Source data
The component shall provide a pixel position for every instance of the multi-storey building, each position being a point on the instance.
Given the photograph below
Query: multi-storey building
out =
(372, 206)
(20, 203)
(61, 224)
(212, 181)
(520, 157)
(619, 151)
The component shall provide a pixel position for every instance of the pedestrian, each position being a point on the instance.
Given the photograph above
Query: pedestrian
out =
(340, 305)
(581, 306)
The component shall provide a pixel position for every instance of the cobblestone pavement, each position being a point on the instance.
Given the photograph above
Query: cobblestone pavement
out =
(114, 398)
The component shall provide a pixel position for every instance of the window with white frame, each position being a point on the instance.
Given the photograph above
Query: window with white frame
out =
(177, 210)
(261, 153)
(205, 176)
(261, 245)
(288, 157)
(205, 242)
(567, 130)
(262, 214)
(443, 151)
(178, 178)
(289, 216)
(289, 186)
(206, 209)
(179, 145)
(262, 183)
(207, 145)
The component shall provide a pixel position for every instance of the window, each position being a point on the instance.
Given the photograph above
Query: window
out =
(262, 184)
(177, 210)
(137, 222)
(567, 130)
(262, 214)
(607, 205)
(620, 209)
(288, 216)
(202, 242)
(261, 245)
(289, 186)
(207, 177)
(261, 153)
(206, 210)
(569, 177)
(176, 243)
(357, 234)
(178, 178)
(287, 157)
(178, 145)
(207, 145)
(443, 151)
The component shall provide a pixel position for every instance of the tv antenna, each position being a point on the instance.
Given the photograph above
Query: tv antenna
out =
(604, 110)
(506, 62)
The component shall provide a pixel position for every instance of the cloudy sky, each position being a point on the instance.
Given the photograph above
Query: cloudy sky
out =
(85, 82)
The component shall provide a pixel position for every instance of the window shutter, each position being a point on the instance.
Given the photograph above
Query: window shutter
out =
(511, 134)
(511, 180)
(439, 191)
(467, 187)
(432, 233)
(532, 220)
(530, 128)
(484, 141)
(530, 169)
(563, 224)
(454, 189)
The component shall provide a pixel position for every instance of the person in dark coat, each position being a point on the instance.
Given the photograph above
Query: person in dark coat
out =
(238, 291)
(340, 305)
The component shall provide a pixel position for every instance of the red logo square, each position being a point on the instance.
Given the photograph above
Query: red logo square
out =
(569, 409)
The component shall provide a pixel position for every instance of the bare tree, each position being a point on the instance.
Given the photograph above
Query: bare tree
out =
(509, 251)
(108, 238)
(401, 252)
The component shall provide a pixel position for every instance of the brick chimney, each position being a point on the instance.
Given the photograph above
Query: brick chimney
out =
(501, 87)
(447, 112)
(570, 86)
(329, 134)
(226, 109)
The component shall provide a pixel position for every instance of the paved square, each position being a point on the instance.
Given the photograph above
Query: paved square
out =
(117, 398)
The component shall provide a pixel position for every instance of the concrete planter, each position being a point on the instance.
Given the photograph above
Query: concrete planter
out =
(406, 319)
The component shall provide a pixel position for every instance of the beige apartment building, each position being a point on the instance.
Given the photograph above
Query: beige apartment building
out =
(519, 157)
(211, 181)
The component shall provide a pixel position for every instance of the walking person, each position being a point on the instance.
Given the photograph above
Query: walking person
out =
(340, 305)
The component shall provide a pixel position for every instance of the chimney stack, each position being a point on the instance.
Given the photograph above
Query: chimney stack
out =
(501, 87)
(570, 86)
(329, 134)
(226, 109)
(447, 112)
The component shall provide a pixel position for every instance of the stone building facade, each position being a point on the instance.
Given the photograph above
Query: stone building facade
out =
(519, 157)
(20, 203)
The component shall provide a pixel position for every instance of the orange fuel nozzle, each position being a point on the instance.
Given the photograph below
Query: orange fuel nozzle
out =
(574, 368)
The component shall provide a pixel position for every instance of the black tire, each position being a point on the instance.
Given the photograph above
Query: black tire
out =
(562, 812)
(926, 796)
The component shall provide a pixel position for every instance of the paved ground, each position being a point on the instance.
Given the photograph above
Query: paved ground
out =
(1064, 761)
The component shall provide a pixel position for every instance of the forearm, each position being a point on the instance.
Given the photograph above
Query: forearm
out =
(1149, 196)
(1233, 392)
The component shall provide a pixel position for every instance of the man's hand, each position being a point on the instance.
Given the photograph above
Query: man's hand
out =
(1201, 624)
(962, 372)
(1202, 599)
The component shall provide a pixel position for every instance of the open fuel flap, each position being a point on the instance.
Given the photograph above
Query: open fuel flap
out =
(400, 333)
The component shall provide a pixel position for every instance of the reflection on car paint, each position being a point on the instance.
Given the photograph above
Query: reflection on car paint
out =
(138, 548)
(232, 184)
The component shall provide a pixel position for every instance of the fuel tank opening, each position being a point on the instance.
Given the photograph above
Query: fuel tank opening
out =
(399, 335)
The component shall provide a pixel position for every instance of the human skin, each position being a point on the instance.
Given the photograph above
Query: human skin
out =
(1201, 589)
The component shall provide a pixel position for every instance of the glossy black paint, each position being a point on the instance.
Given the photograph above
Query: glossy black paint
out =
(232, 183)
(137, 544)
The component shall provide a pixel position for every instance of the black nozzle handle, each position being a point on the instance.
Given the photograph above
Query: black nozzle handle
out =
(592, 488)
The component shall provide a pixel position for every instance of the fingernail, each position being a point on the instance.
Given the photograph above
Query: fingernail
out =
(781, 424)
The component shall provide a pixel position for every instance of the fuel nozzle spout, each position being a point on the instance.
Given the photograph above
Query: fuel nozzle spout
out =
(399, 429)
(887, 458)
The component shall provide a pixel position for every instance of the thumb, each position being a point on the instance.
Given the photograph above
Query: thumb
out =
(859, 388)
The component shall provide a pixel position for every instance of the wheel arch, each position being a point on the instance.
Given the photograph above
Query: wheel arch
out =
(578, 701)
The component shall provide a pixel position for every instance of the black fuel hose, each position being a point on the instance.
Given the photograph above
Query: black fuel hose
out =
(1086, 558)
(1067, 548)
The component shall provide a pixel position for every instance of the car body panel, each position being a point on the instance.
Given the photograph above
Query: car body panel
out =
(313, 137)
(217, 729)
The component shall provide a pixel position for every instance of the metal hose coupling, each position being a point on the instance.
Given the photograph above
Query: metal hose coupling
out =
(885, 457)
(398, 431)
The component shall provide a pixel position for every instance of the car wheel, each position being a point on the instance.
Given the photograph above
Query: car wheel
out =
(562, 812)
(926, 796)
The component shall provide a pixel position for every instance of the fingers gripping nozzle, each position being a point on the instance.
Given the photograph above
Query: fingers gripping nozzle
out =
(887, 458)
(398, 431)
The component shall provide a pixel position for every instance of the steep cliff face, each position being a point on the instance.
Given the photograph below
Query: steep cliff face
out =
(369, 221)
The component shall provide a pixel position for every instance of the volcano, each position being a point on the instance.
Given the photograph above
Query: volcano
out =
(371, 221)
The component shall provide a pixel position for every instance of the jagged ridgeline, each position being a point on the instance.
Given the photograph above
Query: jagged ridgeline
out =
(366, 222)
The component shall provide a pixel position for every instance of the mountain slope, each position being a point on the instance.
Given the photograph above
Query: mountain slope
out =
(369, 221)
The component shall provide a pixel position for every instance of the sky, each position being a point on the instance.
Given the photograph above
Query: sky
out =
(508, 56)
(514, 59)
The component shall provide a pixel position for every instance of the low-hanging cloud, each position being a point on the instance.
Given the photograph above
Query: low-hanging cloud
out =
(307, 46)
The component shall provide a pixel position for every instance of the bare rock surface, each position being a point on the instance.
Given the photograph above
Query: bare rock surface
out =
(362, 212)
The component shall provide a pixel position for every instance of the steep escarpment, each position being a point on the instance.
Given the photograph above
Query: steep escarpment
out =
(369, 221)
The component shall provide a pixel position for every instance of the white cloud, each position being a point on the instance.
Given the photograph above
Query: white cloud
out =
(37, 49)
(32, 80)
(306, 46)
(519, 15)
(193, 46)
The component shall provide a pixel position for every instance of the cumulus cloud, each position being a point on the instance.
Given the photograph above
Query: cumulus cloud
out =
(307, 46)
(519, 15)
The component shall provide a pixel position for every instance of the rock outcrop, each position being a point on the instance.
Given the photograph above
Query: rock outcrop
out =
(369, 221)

EXERCISE DESCRIPTION: Could you return all lines from the data above that contain the string "fingers"?

WRITTEN REPLY:
The component shall provide a pixel position for every instance of the fingers gripping nozzle, each position being a point on the instance.
Query: fingers gripping nozzle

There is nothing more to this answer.